Estratto del documento
Jannacci, un re in scarpe da tennis

Enzo Jannacci ( in una foto scattata dal figlio Paolo ) si è spento ieri sera nella Milano dove era 
nato. A 77 anni, ucciso da un cancro. Cantautore, musicista, cabarettista (con Cochi e Renato), 
cominciò in duo con Gaber di cui fu amico per 40 anni. Scrisse canzoni indimenticabili : El portava 
i scarp del tennis , Vengo anch'io , no tu no , Messico e nuvole . Laureato in medicina, fu 
chirurgo nell'équipe di Christiaan Barnard.
Il cantautore Enzo Jannacci è morto ieri sera alla Clinica Columbus di Milano. Aveva 77 anni ed era 
ammalato da tempo di cancro. Accanto a lui tutta la famiglia.
E nzo Jannacci è stato il rappresentante di una cultura musicale e cabarettistica tipicamente 
milanese. Non solo un cantautore, ma un caposcuola, intorno al quale si sono aggregati personaggi 
di grande rilievo come Cochi Ponzoni, Renato Pozzetto, Massimo Boldi, Sandro Viola. Fra i migliori 
amici del medico-cantautore, l'avvocato cantante Paolo Conte. E poi Giorgio Gaber, per lungo tempo 
compagno di scena (la loro esecuzione di "Una fetta di limone" in stile Blues Brothers resta un 
classico), e Dario Fo che rimase subito colpito dal suo talento.
Jannacci ha firmato canzoni di rara bellezza, ironiche, struggenti. Ha cantato il mondo dei 
perdenti, come il "Palo della Banda dell'Ortica" o la "Vincenzina davanti alla fabbrica" o, simbolo 
degli emarginati a vita, il protagonista di "Vengo anch'io". Ha trasformato in eroe un cornuto 
strutturale come l'Armando, e in eroina del libero amore la molto disponibile Veronica (che lo 
faceva "al Carcano, in pé", in piedi). Faccia indefinibile, fra lo stupefatto, l'imbarazzato e 
l'immobile, quella parlata apparentemente stentata e nasale: per anni Jannacci oltre che cantante è 
stato un comico, capace di scoprire altri comici. Enzo Jannacci era nato a Milano il 3 Giugno 1935.

Il compito
Stabilisci se ciascuna affermazione concorda con il testo su Enzo Jannacci: (a) Jannacci è morto nella stessa città in cui era nato; (b) Jannacci e Gaber furono amici per vent'anni; (c) Jannacci si laureò in giurisprudenza. Per ognuna rispondi sì o no e cita alla lettera le parole del testo che lo decidono. I record sono materiale a sé, distinto dal testo.

Dati da esaminare
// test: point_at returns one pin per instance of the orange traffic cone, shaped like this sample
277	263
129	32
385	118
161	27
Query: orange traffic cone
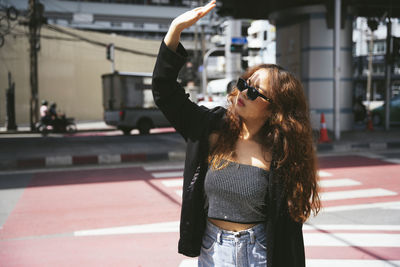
323	133
370	124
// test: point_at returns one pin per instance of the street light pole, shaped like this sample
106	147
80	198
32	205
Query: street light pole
34	26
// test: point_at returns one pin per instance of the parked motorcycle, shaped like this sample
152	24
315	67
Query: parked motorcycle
60	124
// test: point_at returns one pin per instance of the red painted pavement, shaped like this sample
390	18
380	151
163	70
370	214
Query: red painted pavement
39	231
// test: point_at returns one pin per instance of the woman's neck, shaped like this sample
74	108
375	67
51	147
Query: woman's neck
250	130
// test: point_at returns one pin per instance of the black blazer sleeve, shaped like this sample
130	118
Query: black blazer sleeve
185	116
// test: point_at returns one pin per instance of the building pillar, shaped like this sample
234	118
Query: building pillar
305	46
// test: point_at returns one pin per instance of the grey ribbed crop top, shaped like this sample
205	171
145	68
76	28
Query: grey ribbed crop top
236	193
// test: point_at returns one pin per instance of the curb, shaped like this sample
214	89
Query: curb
104	159
63	161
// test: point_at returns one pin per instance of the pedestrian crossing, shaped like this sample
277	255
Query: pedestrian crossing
334	245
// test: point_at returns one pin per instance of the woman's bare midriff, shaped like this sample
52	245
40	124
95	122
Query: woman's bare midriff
231	226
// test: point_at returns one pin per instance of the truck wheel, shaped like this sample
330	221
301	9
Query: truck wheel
145	126
126	131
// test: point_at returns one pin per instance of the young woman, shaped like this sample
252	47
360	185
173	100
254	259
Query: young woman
250	176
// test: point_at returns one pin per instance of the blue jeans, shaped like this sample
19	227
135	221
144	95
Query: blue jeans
226	248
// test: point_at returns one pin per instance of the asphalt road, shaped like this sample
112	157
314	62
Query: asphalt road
127	215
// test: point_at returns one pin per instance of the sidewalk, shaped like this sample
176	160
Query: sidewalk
97	143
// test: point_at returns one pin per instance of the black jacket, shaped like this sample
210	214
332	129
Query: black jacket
285	247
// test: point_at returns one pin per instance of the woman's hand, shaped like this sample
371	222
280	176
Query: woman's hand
184	21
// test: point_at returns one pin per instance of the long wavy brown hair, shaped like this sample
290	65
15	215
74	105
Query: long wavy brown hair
287	135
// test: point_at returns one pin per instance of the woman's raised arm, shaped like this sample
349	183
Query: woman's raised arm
184	21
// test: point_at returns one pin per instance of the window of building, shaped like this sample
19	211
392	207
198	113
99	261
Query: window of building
379	47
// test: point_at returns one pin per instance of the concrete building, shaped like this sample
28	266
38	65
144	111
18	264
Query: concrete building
361	40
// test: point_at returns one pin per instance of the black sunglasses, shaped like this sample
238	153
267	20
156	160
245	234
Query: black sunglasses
252	92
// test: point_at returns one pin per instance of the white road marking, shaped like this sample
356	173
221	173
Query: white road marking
362	193
338	182
329	227
173	182
165	227
380	205
350	263
163	167
167	174
324	263
350	239
395	161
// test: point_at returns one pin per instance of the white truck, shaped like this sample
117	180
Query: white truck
128	102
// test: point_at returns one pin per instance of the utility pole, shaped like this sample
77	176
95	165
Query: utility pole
232	59
35	21
388	72
337	69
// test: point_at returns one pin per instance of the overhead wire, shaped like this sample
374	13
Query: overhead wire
93	42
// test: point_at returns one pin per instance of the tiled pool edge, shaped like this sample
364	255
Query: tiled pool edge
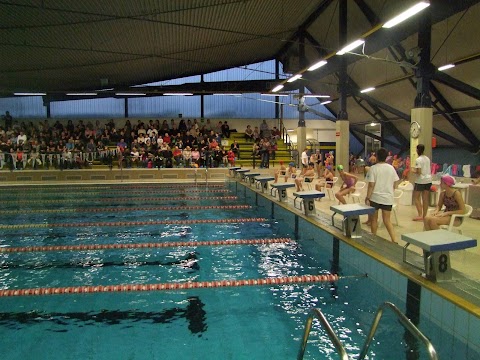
447	310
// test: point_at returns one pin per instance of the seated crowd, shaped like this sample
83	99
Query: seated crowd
144	144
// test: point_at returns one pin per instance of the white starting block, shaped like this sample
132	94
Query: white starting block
250	177
281	190
436	246
231	171
240	173
262	181
351	224
307	200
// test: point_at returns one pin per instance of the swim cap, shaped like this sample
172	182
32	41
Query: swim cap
448	180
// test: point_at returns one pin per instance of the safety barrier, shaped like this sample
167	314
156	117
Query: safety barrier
304	279
134	223
89	247
143	208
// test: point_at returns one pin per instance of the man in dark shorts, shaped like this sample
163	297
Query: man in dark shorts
381	181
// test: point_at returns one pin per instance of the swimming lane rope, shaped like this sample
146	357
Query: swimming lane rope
148	192
135	223
304	279
110	200
55	188
143	208
144	245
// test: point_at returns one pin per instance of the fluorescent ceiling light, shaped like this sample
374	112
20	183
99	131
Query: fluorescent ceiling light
277	88
295	77
367	90
130	94
29	94
446	67
317	65
351	46
81	94
406	14
178	94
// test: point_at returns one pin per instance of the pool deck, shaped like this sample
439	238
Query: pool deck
464	290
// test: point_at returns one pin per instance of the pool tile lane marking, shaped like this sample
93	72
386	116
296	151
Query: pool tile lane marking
133	223
305	279
144	245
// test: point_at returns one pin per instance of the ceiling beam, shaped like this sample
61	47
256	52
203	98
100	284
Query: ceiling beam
457	122
303	27
458	85
383	38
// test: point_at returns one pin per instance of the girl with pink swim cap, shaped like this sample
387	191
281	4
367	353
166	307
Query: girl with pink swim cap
453	202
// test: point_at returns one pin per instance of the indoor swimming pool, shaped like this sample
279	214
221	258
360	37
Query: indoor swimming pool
185	271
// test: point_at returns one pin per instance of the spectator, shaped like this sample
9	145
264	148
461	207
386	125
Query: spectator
453	202
348	186
235	147
225	130
248	133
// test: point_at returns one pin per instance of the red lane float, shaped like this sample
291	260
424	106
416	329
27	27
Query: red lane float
135	223
123	199
135	192
88	247
304	279
143	208
114	187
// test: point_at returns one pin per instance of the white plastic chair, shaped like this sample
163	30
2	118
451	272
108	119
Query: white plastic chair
309	182
330	192
458	228
360	185
397	194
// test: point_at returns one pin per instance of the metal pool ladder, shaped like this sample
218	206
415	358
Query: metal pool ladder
407	324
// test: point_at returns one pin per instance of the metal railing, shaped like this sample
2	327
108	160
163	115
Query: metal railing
316	313
407	324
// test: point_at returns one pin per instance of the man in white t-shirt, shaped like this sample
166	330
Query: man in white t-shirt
381	179
305	159
423	183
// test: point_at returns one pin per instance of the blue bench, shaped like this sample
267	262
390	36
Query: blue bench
351	224
307	200
231	171
436	246
281	190
262	182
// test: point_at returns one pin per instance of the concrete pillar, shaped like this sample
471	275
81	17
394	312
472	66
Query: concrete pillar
342	140
424	117
301	140
301	130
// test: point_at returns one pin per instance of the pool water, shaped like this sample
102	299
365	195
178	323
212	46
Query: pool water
254	322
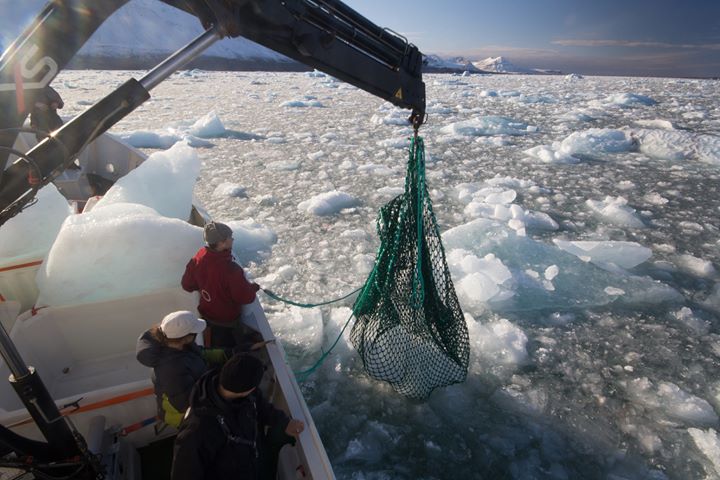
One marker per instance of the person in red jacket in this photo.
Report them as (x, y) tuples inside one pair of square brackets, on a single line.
[(222, 285)]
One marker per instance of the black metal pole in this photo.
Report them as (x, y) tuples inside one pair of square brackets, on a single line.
[(31, 390)]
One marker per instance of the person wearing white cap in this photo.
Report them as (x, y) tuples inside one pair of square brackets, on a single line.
[(177, 361)]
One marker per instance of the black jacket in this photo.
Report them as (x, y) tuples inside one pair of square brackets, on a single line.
[(219, 439), (174, 371)]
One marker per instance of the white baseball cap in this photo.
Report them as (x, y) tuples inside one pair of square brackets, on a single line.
[(181, 323)]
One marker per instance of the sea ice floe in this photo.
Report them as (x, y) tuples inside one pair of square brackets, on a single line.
[(615, 210), (328, 203), (493, 199), (670, 401), (251, 237), (625, 100), (176, 170), (696, 266), (601, 253), (302, 104), (497, 343), (488, 126), (695, 324), (708, 442), (591, 143), (535, 284), (30, 235), (118, 251), (227, 189)]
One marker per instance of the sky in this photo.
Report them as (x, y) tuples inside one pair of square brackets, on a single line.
[(607, 37), (601, 37)]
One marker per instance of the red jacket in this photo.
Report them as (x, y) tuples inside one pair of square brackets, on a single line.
[(222, 285)]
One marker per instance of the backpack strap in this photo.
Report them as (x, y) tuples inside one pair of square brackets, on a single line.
[(234, 438)]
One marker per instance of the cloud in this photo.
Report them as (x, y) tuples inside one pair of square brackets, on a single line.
[(633, 44)]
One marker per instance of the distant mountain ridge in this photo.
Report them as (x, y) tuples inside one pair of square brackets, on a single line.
[(437, 64), (144, 32)]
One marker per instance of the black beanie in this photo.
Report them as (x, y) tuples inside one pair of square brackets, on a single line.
[(241, 373)]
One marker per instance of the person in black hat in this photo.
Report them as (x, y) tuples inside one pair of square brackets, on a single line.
[(222, 436), (44, 116), (222, 285)]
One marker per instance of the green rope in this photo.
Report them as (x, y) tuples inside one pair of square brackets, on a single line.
[(303, 375), (418, 149)]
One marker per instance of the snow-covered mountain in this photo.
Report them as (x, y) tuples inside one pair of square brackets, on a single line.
[(501, 65), (437, 64), (144, 31)]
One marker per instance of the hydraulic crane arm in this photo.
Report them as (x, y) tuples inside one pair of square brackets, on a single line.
[(323, 34)]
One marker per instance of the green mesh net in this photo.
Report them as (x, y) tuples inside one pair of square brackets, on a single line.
[(409, 328)]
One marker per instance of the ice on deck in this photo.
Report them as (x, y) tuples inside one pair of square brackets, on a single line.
[(28, 236), (136, 239)]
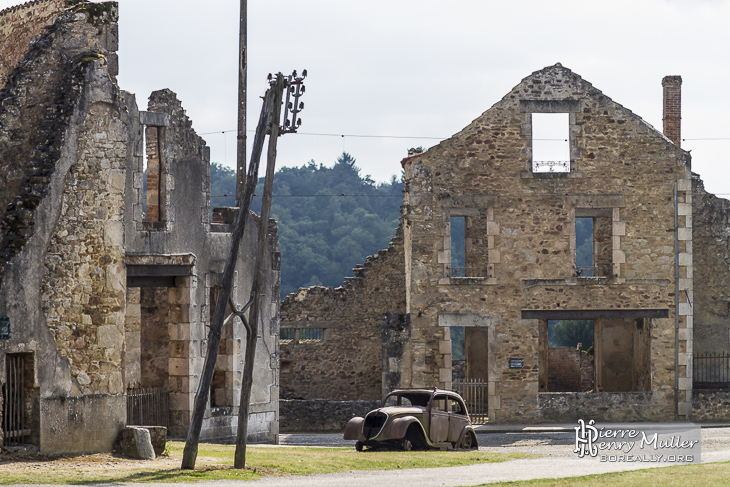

Esercizio svolto
(a) Sì: «si è spento ieri sera nella Milano dove era nato».
(b) No: «di cui fu amico per 40 anni».
(c) No: «Laureato in medicina».